There’s plenty of symbolism - the kite, lots of birds, the flapping bird hood ornament on Irina’s car, mist, etc. It’s not complex symbolism but it works.

La comtesse noire is even further removed from our conventional expectations of the vampire movie than Vampyros Lesbos. It’s closer in feel than any of Franco’s other movies to Jean Rollin’s vampire fever dreams. I love this movie but it is an uncompromisingly unconventional vampire movie. If you can accept that and if you’re not put off by a blending of extreme eroticism and artiness then it’s highly recommended.

Monday, 30 March 2026

Barb Wire (1996)

Barb Wire (1996) has a reputation as a trashy Pamela Anderson action thriller. That’s OK. I like trashy thrillers. And it’s a post-apocalyptic dystopian cyberpunk action thriller. That’s OK by me as well. It’s based on a comic book.

It’s the aftermath of the Second American Civil War. Now Steel Harbor is the only free city. It’s city of crime, chaos, corruption, sleaze and depravity. You can have a lot of fun in Steel Harbor and you can get into a lot of trouble.

Barb Wire (Pamela Anderson) runs a bar there, called the Hammerhead. Curly (Udo Kier) manages it for her. 

Barb makes her living in various ways, some legal and some illegal, including bounty hunting and stripping.

She has an uneasy relationship with the local chief of police Willis (Xander Berkeley). Willis is moderately corrupt but Barb doesn’t mind that since she’s moderately crooked as well. There’s some erotic heat between them. An attraction of two morally compromised people.


There’s a totalitarian government and of course there’s a Resistance. There’s a genius scientist named Cora D with the antidote to the government’s most potent bioweapon. She’s on the run. And she needs some high-tech retinal contact lenses to escape detection.

Barb has the contact lenses and they’re worth big bucks and that could be her ticket out of Steel Harbor. But the bad guys (from the totalitarian Congressional government) are determined to get the lenses and to get Axel and Cora D (who are irritating starry-eyed idealists and not that bright).

Axel is helping her to escape. They want Barb’s help. Barb had loved Axel but he betrayed her. Barb has now had enough of causes.


Barb’s brother Charlie is with the Resistance and he’s idealistic and you just know he’s going to get himself into trouble.


Now at this stage you might be thinking that you’ve seen this film before. And if you’ve seen the 1989 Jean-Claude Van Damme movie Cyborg you have seen it before. The plot is pretty much identical. Barb Wire also owes a lot to Casablanca.

> Information provided
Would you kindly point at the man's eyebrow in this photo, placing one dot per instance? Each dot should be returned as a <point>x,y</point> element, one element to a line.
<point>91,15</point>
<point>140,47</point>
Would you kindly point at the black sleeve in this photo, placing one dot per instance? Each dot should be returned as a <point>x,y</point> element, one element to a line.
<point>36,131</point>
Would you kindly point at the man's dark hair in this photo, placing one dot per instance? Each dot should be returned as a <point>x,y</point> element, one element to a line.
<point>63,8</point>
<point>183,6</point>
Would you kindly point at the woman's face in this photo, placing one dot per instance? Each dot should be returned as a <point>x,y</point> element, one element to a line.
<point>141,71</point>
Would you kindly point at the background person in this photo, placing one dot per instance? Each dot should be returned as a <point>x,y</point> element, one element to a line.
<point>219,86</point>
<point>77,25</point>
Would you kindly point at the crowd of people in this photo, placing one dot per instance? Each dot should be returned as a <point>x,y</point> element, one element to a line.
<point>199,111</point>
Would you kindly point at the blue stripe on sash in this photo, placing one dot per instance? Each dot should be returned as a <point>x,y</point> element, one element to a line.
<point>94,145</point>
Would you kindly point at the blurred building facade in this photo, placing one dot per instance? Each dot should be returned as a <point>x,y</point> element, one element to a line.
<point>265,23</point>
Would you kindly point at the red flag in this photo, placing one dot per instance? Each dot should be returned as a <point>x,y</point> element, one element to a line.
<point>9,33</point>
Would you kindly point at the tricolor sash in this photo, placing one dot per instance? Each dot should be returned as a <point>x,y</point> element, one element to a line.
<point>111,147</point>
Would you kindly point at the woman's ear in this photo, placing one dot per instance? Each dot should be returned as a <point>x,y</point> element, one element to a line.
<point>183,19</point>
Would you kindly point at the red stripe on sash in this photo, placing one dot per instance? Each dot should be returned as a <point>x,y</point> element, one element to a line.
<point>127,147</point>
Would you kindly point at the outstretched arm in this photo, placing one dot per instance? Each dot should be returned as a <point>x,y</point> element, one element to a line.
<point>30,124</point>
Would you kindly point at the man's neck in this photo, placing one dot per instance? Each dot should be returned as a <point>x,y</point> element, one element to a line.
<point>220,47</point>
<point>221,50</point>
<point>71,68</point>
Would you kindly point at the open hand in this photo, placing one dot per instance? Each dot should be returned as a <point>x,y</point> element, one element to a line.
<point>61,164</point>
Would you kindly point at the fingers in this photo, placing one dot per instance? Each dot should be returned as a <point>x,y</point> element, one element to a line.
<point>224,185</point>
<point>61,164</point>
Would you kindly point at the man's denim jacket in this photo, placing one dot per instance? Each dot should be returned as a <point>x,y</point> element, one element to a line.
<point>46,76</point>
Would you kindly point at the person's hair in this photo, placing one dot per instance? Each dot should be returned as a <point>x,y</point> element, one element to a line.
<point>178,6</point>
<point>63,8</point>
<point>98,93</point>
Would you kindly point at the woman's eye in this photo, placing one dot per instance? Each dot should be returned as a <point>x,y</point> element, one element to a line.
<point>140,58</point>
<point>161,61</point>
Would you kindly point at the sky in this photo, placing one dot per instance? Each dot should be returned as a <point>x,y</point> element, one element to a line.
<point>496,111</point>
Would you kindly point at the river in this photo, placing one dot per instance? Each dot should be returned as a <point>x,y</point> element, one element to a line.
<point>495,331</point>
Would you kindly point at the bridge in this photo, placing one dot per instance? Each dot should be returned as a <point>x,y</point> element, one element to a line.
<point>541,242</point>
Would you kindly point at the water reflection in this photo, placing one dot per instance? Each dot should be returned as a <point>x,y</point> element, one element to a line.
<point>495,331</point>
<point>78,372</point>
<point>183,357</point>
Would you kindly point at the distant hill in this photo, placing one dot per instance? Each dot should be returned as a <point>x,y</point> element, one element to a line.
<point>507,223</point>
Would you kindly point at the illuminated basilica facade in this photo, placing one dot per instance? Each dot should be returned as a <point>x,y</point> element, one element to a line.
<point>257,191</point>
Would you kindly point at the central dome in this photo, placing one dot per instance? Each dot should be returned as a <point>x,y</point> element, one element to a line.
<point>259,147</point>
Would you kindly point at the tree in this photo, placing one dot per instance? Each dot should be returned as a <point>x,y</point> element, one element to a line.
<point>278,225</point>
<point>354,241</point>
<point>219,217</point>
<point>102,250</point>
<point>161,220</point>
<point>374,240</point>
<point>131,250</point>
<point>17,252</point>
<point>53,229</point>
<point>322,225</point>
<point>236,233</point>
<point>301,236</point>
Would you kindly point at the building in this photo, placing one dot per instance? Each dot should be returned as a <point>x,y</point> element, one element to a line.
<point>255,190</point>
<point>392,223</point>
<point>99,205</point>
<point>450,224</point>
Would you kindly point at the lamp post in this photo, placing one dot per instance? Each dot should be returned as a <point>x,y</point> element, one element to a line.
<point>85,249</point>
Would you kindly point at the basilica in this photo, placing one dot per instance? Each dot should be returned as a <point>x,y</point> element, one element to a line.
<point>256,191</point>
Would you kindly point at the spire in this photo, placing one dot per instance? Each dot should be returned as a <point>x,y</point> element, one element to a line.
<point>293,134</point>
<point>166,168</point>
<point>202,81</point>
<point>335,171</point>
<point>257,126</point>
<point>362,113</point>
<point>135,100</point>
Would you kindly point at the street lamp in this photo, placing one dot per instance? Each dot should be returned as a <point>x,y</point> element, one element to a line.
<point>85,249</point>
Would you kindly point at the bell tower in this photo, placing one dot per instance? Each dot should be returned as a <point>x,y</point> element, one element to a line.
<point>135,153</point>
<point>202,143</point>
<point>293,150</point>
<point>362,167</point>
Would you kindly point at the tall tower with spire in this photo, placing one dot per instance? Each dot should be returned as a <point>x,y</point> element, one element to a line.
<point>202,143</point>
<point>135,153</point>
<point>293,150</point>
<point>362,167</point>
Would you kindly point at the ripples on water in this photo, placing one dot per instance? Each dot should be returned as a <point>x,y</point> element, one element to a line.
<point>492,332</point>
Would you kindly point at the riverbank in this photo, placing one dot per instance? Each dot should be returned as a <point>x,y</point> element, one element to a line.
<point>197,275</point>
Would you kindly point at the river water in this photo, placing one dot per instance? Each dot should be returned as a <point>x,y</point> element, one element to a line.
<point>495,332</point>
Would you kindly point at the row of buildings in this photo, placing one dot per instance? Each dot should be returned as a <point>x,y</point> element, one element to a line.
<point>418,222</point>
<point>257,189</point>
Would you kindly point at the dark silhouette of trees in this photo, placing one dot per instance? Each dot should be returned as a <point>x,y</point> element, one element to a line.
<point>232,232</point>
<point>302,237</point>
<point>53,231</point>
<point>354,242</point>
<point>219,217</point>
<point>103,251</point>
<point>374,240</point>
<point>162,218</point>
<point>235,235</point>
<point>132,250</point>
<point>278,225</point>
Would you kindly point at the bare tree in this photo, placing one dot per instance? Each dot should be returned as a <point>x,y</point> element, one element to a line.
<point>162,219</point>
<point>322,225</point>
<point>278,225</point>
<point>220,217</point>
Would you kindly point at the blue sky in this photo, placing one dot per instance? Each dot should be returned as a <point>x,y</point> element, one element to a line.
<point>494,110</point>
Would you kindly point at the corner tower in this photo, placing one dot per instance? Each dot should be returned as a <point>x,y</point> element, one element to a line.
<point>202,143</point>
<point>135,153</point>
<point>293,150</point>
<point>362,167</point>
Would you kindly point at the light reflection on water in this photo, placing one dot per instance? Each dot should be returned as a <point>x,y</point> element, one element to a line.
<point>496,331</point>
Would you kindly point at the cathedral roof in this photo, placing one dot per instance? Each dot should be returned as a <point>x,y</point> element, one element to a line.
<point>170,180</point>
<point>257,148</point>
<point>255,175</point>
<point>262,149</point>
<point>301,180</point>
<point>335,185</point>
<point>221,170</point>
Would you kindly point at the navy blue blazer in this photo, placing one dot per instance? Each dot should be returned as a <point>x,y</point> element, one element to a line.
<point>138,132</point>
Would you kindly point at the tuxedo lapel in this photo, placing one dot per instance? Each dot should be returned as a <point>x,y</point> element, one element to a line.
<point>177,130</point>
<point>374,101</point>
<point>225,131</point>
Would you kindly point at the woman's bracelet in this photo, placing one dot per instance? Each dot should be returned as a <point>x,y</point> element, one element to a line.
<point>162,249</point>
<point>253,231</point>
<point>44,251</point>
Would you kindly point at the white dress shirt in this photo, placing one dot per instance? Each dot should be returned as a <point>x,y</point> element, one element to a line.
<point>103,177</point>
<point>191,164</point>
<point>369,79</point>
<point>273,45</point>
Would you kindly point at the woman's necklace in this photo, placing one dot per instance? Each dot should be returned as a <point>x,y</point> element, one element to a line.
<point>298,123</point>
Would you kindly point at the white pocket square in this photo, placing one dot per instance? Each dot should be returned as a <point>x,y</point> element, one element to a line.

> Actions to take
**1)** From the film review, write out everything from "There’s a totalitarian" down to "to escape detection.".
**2)** According to the film review, who manages the Hammerhead for Barb Wire?
**3)** Carry on the film review from the point where it stops.

> Answers to the tasks
**1)**
There’s a totalitarian government and of course there’s a Resistance. There’s a genius scientist named Cora D with the antidote to the government’s most potent bioweapon. She’s on the run. And she needs some high-tech retinal contact lenses to escape detection.

**2)** Curly (Udo Kier) manages it for her.

**3)**
The bad guys are cardboard cutout villains.

The main thing wrong with Barb Wire is that the basic concept is not very original and the plot is very unoriginal.


On the plus side the action scenes are extremely good. I can’t really fault the job done by director David Hogan. He keeps things moving and as interesting visually as he can.

And there’s Udo Kier who is always a joy to watch.

In my view the movie’s biggest asset is Pamela Anderson. Barb is a larger-than-life outrageous comic-book kickass action heroine and that’s how Anderson plays her. And with impossibly voluptuous figure, her blonde hair, her leather gear and her corsets she doesn’t look real. She looks like a comic-book heroine. That’s how it should be.


It’s easy to point out this movie’s many faults (and they are many) but if you don’t worry about the plot you can just enjoy the mayhem. There’s very little gore and very little blood. It’s about excitement rather than gore. It’s also very tame where nudity and sex are concerned. Perhaps too tame.

Barb Wire is a comic-book B-movie with a comic-book B-movie heroine and that’s fine by me. Mindless entertainment but it’s not trying for anything more than that. I enjoyed it. Recommended.

And it looks nice on Blu-Ray.

Friday, 27 March 2026

The Vengeance of Dr Mabuse (1972)

Jess Franco’s The Vengeance of Dr Mabuse, released in 1972, was the last Dr Mabuse film. Purists might argue that it’s not a proper Dr Mabuse film but considering the vast differences between the three Fritz Lang Mabuse movies (made over a period of almost 40 years) and the 1960s CCC Mabuse films there really isn’t any such thing as a proper Mabuse film. It was never a rigidly structured franchise. Franco’s movie has a Mabuse vibe and that’s good enough for me.

This movie exists in two different versions. The Kino Cult Blu-Ray offers us the longer German cut, released with the title Dr. M schlägt zu. The much shorter Spanish cut included most of the same footage but totally rearranged.

The movie was shot in Germany and Spain but is set in the United States, somewhere close to the Mexican border.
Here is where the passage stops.